Task requirements: Give the entries below again exactly. Their pictures are not needed.

Data for analysis:
⟨
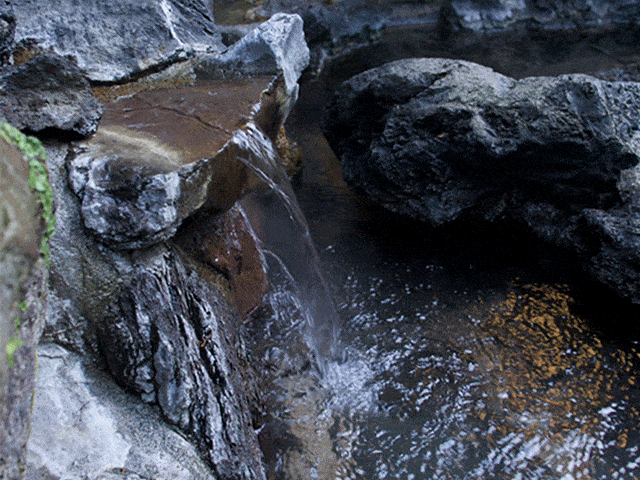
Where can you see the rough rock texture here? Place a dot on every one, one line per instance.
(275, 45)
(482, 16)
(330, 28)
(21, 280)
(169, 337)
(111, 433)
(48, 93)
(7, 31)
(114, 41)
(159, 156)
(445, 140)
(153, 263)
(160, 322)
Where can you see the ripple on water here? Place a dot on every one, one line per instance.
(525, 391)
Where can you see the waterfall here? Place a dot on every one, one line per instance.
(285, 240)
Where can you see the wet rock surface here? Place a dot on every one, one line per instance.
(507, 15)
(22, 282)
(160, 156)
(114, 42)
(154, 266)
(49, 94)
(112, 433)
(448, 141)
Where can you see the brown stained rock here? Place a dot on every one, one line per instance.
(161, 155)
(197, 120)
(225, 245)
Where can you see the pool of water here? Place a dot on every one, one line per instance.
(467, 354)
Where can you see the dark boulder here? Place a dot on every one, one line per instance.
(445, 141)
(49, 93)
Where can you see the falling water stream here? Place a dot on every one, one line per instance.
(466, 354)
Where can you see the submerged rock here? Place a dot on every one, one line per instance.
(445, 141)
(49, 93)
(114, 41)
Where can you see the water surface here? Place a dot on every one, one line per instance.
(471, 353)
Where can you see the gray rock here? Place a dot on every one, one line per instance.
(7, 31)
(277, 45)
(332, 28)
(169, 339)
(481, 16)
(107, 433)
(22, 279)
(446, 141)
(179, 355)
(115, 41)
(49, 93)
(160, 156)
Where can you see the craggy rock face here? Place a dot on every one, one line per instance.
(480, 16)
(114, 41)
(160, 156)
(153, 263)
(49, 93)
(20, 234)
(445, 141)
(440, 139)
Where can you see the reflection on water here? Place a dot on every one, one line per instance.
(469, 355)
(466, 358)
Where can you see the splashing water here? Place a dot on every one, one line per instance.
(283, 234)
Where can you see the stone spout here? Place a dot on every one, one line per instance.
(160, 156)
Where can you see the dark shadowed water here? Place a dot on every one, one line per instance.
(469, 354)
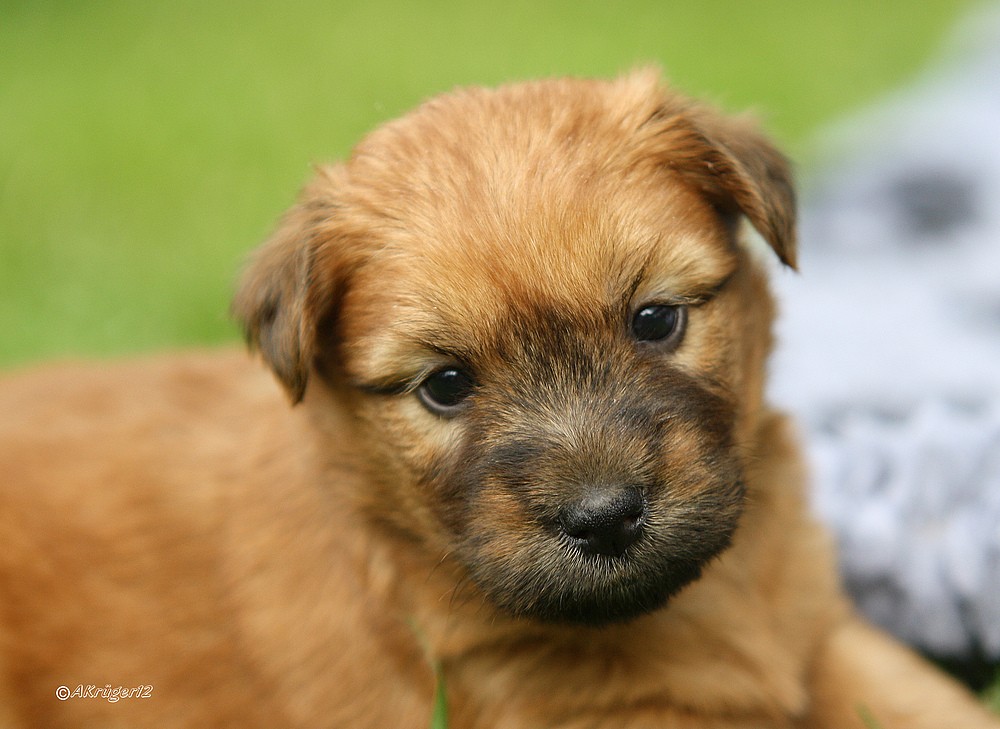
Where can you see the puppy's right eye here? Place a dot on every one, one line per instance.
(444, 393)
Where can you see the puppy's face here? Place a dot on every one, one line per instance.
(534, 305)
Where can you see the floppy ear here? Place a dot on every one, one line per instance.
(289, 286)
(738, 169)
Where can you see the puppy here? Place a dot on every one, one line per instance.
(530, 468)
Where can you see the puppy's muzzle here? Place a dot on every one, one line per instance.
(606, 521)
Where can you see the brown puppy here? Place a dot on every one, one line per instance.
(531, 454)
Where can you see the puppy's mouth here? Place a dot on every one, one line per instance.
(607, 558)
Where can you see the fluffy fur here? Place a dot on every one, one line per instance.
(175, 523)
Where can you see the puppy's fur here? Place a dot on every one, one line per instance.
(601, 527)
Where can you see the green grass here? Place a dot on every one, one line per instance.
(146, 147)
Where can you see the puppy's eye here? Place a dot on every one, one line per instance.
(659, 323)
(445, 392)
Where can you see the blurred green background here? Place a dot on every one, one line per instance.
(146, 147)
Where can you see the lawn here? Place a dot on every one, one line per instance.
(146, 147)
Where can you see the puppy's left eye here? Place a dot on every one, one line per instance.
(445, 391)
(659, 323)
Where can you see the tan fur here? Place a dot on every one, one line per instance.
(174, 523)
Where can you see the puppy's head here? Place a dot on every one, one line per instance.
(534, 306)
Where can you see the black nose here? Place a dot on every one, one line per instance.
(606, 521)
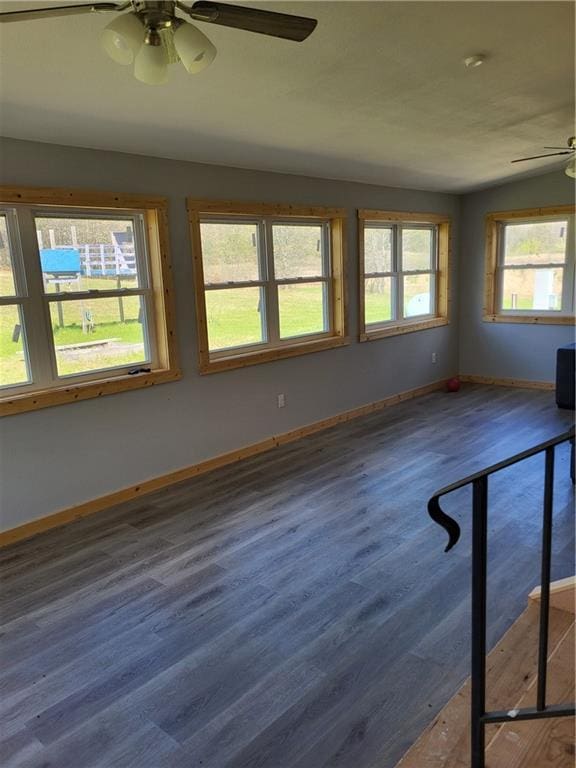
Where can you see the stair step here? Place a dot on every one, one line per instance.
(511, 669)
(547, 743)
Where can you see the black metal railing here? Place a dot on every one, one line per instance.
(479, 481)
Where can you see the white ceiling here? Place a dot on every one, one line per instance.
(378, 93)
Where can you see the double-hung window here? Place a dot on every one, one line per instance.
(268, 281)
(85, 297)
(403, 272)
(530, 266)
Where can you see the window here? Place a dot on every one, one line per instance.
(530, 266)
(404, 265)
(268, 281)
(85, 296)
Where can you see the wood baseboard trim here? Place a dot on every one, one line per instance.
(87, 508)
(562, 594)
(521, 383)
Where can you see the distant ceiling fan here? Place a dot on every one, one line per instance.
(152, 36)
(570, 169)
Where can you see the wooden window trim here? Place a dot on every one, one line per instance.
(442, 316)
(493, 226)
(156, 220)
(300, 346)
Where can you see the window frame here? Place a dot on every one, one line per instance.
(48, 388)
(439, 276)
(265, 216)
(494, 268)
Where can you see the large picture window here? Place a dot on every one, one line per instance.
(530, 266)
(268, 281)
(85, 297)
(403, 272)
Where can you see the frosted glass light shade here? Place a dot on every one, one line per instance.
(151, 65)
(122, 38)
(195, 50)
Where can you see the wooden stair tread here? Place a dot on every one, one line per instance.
⟩
Your solution:
Where can you see the rough rock texture here? Place a dot on every one, one line per instance.
(275, 45)
(482, 16)
(330, 28)
(21, 280)
(169, 337)
(111, 433)
(48, 93)
(7, 31)
(114, 41)
(159, 156)
(445, 140)
(153, 263)
(160, 322)
Where can you see the ripple on water here? Place a dot on every one, one line per instance.
(525, 391)
Where can you see the waterfall here? Place a dot on every one, one line per instance.
(285, 240)
Where can you see the wet rock surface here? Place a dot on every one, one line per instance.
(507, 15)
(22, 282)
(160, 156)
(114, 42)
(154, 266)
(49, 94)
(112, 433)
(448, 141)
Where can you see the brown stained rock here? Place a dot on every one, one line per instance.
(161, 155)
(197, 120)
(225, 245)
Where can you see the pool of water here? Place a dot on every one, one line per instance.
(467, 354)
Where can you see the dark boulder here? Place a dot on every one, one line per instance.
(445, 141)
(49, 93)
Where can you see the falling water stream here? Place a dot on every one, one line per instance.
(466, 354)
Where can you see the submerged rock here? Place a dot on every one, one line per instance.
(445, 141)
(49, 93)
(114, 41)
Where can you see the water surface here? Place a dot on every one, one line per instance.
(471, 353)
Where can you see the gray rock here? Place a dot on every one, one line per instance.
(7, 31)
(277, 45)
(332, 28)
(169, 339)
(481, 16)
(107, 433)
(22, 279)
(446, 141)
(179, 355)
(115, 41)
(49, 93)
(160, 156)
Where can you see the craggy rock face here? Place a dot on every one, one line per instance.
(480, 16)
(114, 41)
(160, 156)
(153, 263)
(49, 93)
(20, 234)
(445, 141)
(440, 139)
Where can you see the reflection on water here? Place a dot on every one, one line per instance.
(469, 355)
(466, 358)
Where can you see the splashing water here? Place a dot on every one, one line per instance.
(283, 234)
Where can you see the stone spout here? Place a dot on every one, one line per instance.
(160, 156)
Where can you see the dark shadowed water here? Place a dot on every one, one line per instance.
(469, 354)
Where can you see the puppy's right eye here? Place a dot on every one, one line per instance.
(444, 393)
Where can you see the puppy's face here? Place a dot on every one, one line per instance.
(534, 305)
Where can you see the floppy ear here? Place a dot on every one, one line per instance.
(289, 286)
(738, 169)
Where can you see the puppy here? Place a dot on every one, one line per instance.
(530, 468)
Where can you see the puppy's muzzle here? Place a dot on every one, one line per instance.
(606, 521)
Where can you see the brown puppy here? Place a dot on every one, one line per instance.
(531, 454)
Where can you see the puppy's mouth here? Place a dot on every one, one line per instance.
(607, 558)
Where can you see the fluffy fur here? Place a dot on every one, one line per instance.
(175, 523)
Where can you see the puppy's fur here? Place a dot on every one, one line per instance.
(601, 527)
Where can you see the green grass here? Place a dot on every one, one line per instance.
(146, 147)
Where can you see the puppy's eye here? Place a dot on every one, one line per instance.
(659, 323)
(445, 392)
Where can you see the blurred green background here? Place a dot on every one, one line per instance.
(146, 147)
Where can you see the lawn here? Place a dot on every one, one line per instance.
(146, 147)
Where can you see the puppy's left eye here? Place a dot on every one, one line per instance.
(445, 391)
(659, 323)
Where can you see the tan fur here? Place a dot on every one, one line per instance.
(174, 523)
Where can you see the puppy's head here? Place a dot on every one, one line per instance.
(534, 306)
Where can you see the black nose here? Place a dot on every one, one line per instance.
(606, 521)
Where can you see the stair step here? Place a dot on every one, one line per instance.
(511, 669)
(547, 743)
Where can you see the black metal railing here? Place a dot on every one, one line per instance.
(479, 481)
Where can you see the white ceiling here? Place a dot on every one, one line per instance.
(378, 93)
Where can you see the double-hung window here? Place a dot on every one, one line per instance.
(268, 281)
(85, 297)
(403, 272)
(530, 266)
Where can you see the window here? Place a dot on every one, one line per instance.
(530, 266)
(404, 265)
(268, 281)
(85, 296)
Where can you see the wood baseboard trim here? Place a dot on every one, one line per instance.
(87, 508)
(562, 594)
(521, 383)
Where can you see the distant ceiling fan here? Place a dot on every one, one line per instance.
(152, 36)
(570, 169)
Where can you see the wooden window trim here? Place a dot on every one, one line per instance.
(442, 316)
(493, 226)
(156, 220)
(300, 346)
Where can you see the window frame here? Place a dot on every one, one line per instance.
(48, 388)
(439, 276)
(265, 216)
(494, 268)
Where can you see the large picture window here? Place a dot on every one, one line per instance.
(530, 266)
(268, 281)
(85, 297)
(403, 272)
Where can you see the frosted glass light shade here? Place a dot on every one, one line per instance.
(151, 65)
(122, 38)
(195, 50)
Where can you see the wooden stair tread here? Place a dot on every one, one line per instance.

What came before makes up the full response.